─── EXTRACTED TEXT

Hippie Modernism: The Struggle for Utopia

Hippie Modernism: The Struggle for Utopia

Exhibition showcasing the intersections of art, architecture, and design with the counterculture of the 1960s and early 1970s

This Walker-organized exhibition, assembled with the assistance of the Berkeley Art Museum/Pacific Film Archive, examines the intersections of art, architecture, and design with the counterculture of the 1960s and early 1970s. A time of great upheaval, this period witnessed a variety of radical experiments that challenged societal and professional expectations, overturned traditional hierarchies, explored new media and materials, and formed alternative communities and new ways of living and working together. During this key moment, many artists, architects, and designers individually and collectively began a search for a new kind of utopia, whether technological, ecological, or political, and with it offered a critique of the existing society.

──────
─── RECORDS SUPPLIED

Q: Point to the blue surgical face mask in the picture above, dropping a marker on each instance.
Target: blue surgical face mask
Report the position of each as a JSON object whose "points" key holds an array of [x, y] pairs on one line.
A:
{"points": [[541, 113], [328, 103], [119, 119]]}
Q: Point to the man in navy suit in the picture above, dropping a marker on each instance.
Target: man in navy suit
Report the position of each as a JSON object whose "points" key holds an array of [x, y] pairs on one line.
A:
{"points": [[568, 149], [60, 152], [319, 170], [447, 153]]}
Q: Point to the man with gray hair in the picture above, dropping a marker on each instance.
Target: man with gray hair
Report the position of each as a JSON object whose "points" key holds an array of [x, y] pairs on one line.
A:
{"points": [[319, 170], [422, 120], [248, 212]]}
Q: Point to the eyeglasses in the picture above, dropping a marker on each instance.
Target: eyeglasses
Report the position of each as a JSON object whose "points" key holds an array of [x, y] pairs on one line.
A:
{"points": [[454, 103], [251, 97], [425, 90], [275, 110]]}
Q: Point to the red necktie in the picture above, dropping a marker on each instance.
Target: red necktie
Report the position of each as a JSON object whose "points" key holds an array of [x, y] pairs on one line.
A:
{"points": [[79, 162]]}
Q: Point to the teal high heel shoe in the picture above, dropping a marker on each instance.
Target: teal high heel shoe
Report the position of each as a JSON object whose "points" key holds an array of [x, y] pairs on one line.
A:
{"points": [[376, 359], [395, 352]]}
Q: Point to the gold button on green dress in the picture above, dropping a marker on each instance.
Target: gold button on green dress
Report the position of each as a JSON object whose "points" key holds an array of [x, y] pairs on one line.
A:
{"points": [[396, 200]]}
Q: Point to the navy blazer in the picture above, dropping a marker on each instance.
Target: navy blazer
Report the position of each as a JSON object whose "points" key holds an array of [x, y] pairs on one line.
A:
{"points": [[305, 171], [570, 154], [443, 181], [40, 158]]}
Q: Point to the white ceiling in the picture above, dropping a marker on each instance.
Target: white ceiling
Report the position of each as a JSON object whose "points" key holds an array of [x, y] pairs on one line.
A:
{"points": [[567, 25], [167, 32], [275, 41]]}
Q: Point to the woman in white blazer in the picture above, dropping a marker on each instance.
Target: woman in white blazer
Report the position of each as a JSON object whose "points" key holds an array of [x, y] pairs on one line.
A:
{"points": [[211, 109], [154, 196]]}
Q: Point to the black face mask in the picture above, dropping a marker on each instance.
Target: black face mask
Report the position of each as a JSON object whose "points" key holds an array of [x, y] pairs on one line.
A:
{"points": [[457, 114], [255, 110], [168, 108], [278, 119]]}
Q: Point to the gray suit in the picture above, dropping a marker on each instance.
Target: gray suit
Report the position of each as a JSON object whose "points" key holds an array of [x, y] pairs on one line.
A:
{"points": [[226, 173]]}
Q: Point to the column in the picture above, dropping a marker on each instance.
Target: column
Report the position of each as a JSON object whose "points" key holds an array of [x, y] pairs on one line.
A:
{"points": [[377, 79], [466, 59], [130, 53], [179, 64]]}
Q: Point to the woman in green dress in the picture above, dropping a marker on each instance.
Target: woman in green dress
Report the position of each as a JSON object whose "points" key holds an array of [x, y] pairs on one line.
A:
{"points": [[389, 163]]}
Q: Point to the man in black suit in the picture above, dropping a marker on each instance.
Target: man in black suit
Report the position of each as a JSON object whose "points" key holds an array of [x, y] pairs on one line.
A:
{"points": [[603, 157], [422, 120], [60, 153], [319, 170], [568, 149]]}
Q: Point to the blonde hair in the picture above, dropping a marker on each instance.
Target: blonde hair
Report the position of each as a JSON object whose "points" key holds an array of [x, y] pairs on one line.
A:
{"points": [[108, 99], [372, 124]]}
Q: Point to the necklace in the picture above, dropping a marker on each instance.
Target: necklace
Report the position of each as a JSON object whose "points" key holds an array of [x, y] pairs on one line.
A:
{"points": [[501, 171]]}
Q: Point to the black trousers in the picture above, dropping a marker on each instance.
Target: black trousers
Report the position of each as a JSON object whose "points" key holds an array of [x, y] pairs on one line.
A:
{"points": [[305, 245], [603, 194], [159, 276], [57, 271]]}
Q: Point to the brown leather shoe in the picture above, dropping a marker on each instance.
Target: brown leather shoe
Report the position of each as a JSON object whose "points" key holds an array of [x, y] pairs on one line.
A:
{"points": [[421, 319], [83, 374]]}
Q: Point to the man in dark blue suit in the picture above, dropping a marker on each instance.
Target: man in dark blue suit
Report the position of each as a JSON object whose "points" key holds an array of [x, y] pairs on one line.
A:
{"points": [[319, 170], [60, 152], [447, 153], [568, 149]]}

──────

INSTRUCTIONS -
a. According to the exhibition text, which institution assisted the Walker in assembling the exhibition?
b. Summarize the exhibition text in two sentences.
c. Carry on the exhibition text from its final sentence.
The records play no part in the work here.

EXPECTED RESPONSES -
a. The Berkeley Art Museum/Pacific Film Archive assisted.

b. Organized by the Walker with the assistance of the Berkeley Art Museum/Pacific Film Archive, the exhibition examines how art, architecture, and design intersected with the counterculture of the 1960s and early 1970s, a period of upheaval marked by radical experiments, new media and materials, and alternative communities. During this time, many artists, architects, and designers searched for a new kind of utopia, whether technological, ecological, or political, and offered a critique of existing society.

c.
Loosely organized around Timothy Leary’s famous mantra, “Turn On, Tune In, Drop Out,” the exhibition charts the evolution of the period, from pharmacological, technological, and spiritual means to expand consciousness and alter one’s perception of reality, to the foment of a publishing revolution that sought to create new networks of like-minded people and raise popular awareness to some of the era’s greatest social and political struggles, to new ways of refusing mainstream society in favor of ecological awareness, the democratization of tools and technologies, and a more communal survival.

Presenting a broad range of art forms and artifacts of the era, Hippie Modernism: The Struggle for Utopia features experimental furniture, alternative living structures, immersive and participatory media environments, alternative publishing and ephemera, and experimental film. Bringing into dramatic relief the limits of Western society’s progress, the exhibition explores one of the most vibrant and inventive periods of the not-too-distant past, one that still resonates within culture today.

Curator: Andrew Blauvelt

Special Walker After Hours Preview Party
Friday, October 23rd 9PM - Midnight
"Drop out of your Friday night routine and in to Walker After Hours. This late-night party will be a mind-expanding experience. Turn on to the neo-psychedelic rock of Magic Castles, experience your phantasmic self in our Mylar photo booth, and satisfy your munchies in 1960s style. Groove to of-the-era records spun by West Bank Boogie author Cyn Collins. Tune in to the radical art and design of the counterculture or make your own alternate reality."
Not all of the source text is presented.